▶ [WHAT YOU SHOULD DO] Extract every line of the material below that contains the word "blue", and copy each such line in full.

•••••

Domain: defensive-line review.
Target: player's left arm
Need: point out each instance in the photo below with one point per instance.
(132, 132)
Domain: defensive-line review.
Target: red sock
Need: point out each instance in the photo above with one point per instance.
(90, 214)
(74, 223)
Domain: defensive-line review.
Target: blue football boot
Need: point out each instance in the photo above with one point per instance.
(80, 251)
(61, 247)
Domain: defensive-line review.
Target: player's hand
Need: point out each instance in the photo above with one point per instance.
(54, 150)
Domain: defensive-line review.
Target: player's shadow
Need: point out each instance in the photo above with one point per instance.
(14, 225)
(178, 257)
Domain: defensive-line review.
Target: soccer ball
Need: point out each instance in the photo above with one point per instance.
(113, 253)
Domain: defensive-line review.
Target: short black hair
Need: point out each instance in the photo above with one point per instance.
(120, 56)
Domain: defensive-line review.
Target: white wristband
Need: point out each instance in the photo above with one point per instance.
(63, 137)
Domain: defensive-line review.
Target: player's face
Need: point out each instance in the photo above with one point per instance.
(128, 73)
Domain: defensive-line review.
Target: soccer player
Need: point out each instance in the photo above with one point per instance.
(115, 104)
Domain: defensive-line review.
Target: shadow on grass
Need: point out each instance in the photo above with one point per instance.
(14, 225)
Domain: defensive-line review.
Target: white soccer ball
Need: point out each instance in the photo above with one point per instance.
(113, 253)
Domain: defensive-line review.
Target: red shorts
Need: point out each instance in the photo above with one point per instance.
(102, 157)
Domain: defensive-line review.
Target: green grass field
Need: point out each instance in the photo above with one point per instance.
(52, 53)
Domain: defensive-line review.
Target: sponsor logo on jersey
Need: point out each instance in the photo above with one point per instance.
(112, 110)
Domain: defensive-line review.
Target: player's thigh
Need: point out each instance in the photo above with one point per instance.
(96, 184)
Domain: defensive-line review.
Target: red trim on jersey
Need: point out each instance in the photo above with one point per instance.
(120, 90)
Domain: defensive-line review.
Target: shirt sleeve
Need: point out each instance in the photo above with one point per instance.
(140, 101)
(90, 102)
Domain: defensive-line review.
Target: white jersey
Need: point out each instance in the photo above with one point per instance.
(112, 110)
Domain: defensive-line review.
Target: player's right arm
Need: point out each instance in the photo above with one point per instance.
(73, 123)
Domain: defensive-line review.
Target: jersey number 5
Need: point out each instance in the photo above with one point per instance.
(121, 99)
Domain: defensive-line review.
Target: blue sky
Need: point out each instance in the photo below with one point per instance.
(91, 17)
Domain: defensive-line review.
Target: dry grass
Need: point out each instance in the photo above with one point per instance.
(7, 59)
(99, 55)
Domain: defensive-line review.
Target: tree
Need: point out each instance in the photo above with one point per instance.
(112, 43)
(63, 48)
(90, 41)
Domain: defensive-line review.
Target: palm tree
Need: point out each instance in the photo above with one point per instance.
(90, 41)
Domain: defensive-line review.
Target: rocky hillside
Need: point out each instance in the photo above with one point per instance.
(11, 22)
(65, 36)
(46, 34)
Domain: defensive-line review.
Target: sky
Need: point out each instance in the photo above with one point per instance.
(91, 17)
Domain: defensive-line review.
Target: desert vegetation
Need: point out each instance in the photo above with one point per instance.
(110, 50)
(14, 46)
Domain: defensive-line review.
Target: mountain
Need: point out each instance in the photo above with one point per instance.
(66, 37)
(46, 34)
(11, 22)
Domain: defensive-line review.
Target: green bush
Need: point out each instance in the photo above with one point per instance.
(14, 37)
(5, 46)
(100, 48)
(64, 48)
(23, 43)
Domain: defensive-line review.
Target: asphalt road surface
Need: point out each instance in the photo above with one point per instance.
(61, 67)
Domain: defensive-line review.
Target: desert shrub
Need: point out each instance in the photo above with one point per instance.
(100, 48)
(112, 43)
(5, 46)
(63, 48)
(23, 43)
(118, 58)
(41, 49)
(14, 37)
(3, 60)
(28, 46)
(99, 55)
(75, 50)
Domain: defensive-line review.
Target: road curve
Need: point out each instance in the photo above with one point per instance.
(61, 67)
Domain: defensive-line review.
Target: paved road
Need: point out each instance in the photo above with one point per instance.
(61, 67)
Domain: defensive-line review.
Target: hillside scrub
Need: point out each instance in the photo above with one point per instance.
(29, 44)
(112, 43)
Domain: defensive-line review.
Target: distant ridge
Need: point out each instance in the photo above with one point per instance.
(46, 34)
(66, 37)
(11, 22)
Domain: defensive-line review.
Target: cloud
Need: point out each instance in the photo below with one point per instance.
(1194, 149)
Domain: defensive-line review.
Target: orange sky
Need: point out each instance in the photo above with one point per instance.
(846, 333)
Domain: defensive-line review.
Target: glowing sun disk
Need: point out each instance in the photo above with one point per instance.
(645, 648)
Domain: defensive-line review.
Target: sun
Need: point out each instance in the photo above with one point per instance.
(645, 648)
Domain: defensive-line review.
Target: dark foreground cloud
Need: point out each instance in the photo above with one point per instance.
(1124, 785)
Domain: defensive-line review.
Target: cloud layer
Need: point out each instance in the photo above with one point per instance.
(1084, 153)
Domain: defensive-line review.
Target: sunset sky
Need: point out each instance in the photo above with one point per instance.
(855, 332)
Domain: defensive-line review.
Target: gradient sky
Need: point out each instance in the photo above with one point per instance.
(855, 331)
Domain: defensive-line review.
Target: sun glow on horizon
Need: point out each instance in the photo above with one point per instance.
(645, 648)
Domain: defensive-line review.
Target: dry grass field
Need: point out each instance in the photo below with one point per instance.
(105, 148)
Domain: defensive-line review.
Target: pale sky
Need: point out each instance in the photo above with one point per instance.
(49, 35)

•••••

▶ [PROBLEM SOLUTION]
Target: blue football boot
Target: blue sky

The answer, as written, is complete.